Document passage:
Abstract
Background:
Conflicting data exist around oral contraceptive exposure and subsequent multiple sclerosis (MS).
Objective:
To use routinely collected primary healthcare data to explore the potential association between oral contraceptive exposure and subsequent MS in females at population level.
Methods:
We performed a nested case–control study using electronic primary care data, with complete electronic ascertainment from 1990. Logistic regression was used to evaluate associations between contraceptive exposure and MS, without and with adjusting for age, ethnicity and deprivation.
Results:
A total of 4455 females were included: 891 cases and 3564 controls. No association was seen between oral contraceptive exposure and subsequent MS, or between any contraceptive, combined oral contraceptive pill (COCP) or progesterone-only pill (POP) use 0–2, 2–5 or >5 years prior to MS. Conclusions: In the largest population-based study to date, we find no evidence of an association between oral contraceptive exposure and subsequent MS diagnosis.
Keywords: Epidemiology, multiple sclerosis
Introduction
Multiple sclerosis (MS) is an inflammatory disease of the central nervous system. It is more common in females than males, and symptom onset is most commonly in early to mid-adulthood. 1 Given the sex ratio in both incidence and prevalence, 2 sex differences in clinical manifestations 3 and changes in the natural history of the disease around pregnancy,4,5 the hypothesis that sex hormones play a role in the development of MS is well established.

Dataset content:
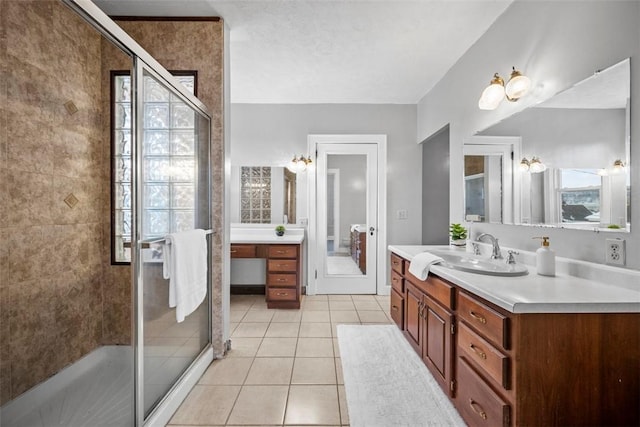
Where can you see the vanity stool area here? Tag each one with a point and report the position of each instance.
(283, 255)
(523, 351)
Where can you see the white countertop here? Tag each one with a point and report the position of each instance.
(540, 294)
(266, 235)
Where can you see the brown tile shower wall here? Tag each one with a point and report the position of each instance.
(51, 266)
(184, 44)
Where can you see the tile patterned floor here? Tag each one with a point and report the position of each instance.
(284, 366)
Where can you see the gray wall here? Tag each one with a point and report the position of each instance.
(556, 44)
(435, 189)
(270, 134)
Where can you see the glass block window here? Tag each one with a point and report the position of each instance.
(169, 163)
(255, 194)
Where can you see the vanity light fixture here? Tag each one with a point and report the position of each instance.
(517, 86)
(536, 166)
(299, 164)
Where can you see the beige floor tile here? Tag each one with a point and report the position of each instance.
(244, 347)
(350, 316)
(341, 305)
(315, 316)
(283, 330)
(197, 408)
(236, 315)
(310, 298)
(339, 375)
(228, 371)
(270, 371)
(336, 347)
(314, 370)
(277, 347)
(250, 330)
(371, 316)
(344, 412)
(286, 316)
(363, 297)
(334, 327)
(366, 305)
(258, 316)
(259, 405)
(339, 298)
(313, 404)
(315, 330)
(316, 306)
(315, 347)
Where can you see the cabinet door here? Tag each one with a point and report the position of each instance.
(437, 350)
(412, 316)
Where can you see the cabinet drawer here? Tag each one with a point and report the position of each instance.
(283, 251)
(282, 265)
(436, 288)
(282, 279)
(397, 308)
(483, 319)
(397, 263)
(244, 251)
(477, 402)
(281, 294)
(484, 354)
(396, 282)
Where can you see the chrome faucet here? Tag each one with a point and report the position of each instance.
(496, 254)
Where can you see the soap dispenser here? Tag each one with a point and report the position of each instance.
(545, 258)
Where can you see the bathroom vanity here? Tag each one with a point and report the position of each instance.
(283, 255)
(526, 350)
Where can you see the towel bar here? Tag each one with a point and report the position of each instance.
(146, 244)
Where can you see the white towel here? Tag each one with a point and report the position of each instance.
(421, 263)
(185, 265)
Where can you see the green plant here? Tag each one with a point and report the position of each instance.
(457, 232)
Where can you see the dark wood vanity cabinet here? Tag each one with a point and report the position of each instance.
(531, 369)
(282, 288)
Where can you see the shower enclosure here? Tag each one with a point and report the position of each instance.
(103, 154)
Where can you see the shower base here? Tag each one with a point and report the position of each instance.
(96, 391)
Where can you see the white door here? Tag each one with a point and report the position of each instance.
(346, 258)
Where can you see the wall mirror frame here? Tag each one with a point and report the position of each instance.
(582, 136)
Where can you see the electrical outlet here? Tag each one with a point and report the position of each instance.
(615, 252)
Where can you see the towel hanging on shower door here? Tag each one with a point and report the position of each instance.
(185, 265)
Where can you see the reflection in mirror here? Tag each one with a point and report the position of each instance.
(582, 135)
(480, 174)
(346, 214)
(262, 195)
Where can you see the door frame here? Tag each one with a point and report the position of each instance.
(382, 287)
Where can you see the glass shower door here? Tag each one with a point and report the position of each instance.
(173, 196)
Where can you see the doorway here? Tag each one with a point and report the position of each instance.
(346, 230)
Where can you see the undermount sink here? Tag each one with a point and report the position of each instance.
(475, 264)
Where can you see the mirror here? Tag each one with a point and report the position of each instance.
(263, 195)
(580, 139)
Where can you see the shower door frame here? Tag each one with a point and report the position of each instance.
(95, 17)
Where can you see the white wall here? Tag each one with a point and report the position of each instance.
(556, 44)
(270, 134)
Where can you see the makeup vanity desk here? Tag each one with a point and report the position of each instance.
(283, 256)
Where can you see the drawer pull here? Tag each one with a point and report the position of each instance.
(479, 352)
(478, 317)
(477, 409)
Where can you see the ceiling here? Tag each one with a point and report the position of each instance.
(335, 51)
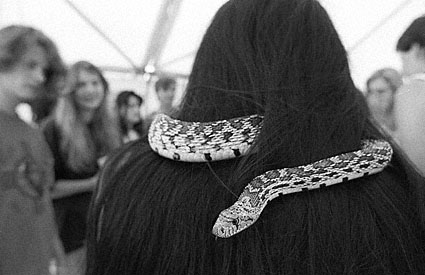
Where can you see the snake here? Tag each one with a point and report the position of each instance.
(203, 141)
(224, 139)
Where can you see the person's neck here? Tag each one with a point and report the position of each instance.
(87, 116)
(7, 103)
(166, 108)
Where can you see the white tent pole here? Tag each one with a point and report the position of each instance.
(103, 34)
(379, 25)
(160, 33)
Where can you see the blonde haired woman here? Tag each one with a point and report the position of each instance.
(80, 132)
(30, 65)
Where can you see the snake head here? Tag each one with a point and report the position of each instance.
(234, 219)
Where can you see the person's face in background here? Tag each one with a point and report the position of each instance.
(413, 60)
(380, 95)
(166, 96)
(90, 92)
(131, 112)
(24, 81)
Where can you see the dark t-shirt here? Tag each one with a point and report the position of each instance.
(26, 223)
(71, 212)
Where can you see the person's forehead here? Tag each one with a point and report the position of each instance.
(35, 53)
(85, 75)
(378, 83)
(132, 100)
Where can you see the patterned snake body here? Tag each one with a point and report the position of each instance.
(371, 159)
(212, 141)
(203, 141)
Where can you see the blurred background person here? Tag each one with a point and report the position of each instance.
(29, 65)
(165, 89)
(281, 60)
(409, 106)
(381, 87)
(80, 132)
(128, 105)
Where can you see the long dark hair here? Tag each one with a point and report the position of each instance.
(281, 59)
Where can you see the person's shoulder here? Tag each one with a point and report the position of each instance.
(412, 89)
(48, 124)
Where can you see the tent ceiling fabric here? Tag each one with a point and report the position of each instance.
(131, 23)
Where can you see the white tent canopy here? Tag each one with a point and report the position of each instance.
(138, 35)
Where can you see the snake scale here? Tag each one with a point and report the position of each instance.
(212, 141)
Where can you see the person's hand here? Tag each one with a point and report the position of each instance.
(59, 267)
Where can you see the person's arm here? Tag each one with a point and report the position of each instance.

Parts of the exercise:
- a) According to the oral contraceptive and MS study, why is the hypothesis that sex hormones play a role in developing multiple sclerosis considered well established? Answer in one to three sentences.
- b) Write the next part of the oral contraceptive and MS study, picking up after its last sentence.

Answers for each item:
- a) The hypothesis is well established because of the sex ratio in both the incidence and prevalence of MS. Sex differences also appear in its clinical manifestations, and the natural history of the disease changes around pregnancy.

- b)
Conflicting data exist around hormonal oral contraceptive (OC) exposure and subsequent MS. Secondary care-based case–control studies have associated OC use with higher risk of MS; 6 however, primary care record studies have previously associated ‘ever’ use with lower MS risk. 7 Some have suggested that long-term use of OC is not associated with a significant change in MS risk.8,9 A further source of complexity is that prescription practices have been shown to change during the MS prodrome, 10 supporting a secondary behavioural influence on these observations.
As retrospective studies are confounded by recall bias, and studies based on secondary and tertiary care populations only include a subset of the MS population, leveraging prospectively recorded primary healthcare data offers an ideal opportunity to try to better understand this relationship. Understanding the time-based patterns of contraceptive initiation and hormonal exposures can help with causal inference, and separating out OC type enables the evaluation of oestrogen exposure at least partially distinct from contraceptive intent.
In this study, we evaluated the association of OC prescription including oestrogen-containing pills and progesterone-only pills (POPs) with the subsequent diagnosis of MS in a routinely acquired primary care dataset from East London.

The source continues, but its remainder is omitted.